DATA ENTRIES:
________________________________________

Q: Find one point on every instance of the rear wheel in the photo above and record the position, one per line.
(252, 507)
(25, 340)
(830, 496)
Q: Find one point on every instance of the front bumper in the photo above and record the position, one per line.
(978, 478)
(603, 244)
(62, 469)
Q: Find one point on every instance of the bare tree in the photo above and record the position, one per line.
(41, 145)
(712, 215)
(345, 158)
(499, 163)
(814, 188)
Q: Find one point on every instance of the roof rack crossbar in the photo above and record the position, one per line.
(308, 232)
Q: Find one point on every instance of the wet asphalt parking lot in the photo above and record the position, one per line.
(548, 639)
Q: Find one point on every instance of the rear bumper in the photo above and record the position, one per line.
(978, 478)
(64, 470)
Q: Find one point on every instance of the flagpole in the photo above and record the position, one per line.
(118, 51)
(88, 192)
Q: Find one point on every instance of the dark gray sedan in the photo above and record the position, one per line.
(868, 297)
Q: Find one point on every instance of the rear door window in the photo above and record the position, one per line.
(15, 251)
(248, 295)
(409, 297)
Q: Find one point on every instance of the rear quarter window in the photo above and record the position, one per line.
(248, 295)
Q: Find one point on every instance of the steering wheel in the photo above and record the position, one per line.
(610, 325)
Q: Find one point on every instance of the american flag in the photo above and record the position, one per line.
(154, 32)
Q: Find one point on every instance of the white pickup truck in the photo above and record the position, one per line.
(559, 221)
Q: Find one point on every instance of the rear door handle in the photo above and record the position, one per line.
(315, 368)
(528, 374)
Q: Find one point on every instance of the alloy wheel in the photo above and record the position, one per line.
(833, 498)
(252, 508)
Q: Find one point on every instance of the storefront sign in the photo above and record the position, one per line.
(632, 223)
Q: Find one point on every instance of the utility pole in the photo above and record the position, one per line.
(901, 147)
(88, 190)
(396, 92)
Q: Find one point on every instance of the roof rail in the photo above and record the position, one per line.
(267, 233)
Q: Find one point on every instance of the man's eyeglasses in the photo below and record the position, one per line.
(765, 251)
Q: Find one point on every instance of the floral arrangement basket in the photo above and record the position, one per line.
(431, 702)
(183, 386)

________________________________________

TASK DESCRIPTION:
Rewrite the rows from the line containing "Q: Find one point on every instance of the man's" through the end of the rows, replacing "floral arrangement basket" with "flower basket" and leaving everything else as it is.

CORRECT ANSWER:
Q: Find one point on every instance of the man's eyeglasses in the photo below and record the position, one per line.
(765, 251)
Q: Find one point on every instance of the flower basket in the photo above and record the position, one per line.
(431, 702)
(183, 386)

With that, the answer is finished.